**Problem details:** The output should consist solely of the line containing "Each instance receives one keypoint. Mark the building pediment" and the lines that follow it through the end of the data below.

**Raw records:**
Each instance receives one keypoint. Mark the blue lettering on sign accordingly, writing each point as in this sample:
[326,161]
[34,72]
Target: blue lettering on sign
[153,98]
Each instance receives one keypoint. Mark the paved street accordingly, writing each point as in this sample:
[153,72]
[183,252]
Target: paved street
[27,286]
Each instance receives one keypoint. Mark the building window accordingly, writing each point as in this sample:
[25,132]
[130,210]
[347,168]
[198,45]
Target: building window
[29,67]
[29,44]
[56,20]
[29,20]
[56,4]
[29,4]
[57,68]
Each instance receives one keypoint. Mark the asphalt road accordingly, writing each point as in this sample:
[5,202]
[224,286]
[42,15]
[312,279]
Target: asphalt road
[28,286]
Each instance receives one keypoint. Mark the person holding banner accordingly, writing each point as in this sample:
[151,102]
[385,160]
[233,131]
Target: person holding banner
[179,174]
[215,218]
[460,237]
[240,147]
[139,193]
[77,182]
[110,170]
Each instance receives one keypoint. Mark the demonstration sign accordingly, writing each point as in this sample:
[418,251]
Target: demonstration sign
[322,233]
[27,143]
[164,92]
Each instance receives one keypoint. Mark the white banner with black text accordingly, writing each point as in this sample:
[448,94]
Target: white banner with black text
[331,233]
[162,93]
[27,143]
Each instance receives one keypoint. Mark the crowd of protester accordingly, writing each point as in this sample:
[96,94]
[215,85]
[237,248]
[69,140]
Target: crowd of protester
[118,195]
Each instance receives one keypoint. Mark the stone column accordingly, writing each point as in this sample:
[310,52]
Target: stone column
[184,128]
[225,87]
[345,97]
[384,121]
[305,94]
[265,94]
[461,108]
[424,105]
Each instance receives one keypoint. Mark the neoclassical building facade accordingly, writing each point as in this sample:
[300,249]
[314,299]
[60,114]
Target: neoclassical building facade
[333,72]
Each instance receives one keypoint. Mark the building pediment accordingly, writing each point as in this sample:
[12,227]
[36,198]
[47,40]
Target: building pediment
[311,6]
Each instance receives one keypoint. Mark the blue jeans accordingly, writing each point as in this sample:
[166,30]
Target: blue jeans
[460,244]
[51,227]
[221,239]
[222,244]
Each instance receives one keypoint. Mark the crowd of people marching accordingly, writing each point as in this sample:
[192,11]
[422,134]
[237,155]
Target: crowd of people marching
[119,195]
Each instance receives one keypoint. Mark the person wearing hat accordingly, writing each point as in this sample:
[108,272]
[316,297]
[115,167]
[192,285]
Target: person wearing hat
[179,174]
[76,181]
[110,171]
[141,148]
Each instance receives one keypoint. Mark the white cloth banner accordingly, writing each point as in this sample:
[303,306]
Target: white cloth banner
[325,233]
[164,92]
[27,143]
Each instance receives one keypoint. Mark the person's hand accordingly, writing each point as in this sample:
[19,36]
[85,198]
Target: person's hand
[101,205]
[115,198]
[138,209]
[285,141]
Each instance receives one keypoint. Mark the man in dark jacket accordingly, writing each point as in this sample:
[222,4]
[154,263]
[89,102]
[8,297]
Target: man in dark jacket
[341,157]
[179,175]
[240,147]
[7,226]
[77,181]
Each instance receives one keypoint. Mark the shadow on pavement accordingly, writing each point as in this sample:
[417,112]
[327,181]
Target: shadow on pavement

**Response to this exercise:**
Each instance receives one keypoint. Mark the building pediment accordingly, writing each point as in this sample:
[12,227]
[36,198]
[47,40]
Target: building pediment
[311,6]
Each instance receives one keypoint. Mark the blue jeans accordingly, writing each point as in this sample:
[166,30]
Target: blue jeans
[460,244]
[51,227]
[221,239]
[222,244]
Each instance receives one keypoint. Mark the crowd of people marching accordingly, writing each point as in this sample:
[192,11]
[422,134]
[237,155]
Target: crowd of people marching
[119,195]
Each instance receives one keypoint. Mark the person wearing hat accordingly, writing each point as in this sample:
[108,272]
[316,297]
[115,167]
[192,285]
Target: person wearing hat
[179,174]
[76,181]
[110,171]
[141,148]
Each instance receives one keypoint. Mark the white cloth banner accordingly, writing each point as in this sample:
[303,306]
Target: white cloth banner
[325,233]
[164,92]
[27,143]
Each instance receives one keypoint. Mark the person's hand accordingly, writing each point as in this sample:
[19,36]
[85,198]
Target: person's hand
[101,205]
[115,198]
[138,209]
[285,141]
Each instance receives one keypoint. Mark the man in dark jacket accordingly, writing each point as in this sample:
[222,4]
[154,263]
[89,102]
[8,297]
Target: man in dark jacket
[341,157]
[179,175]
[240,147]
[7,226]
[77,181]
Each instance receives one keypoint. Mark the shadow on pavement accordingly, writing each point as in this sample:
[417,112]
[327,181]
Target: shadow on pavement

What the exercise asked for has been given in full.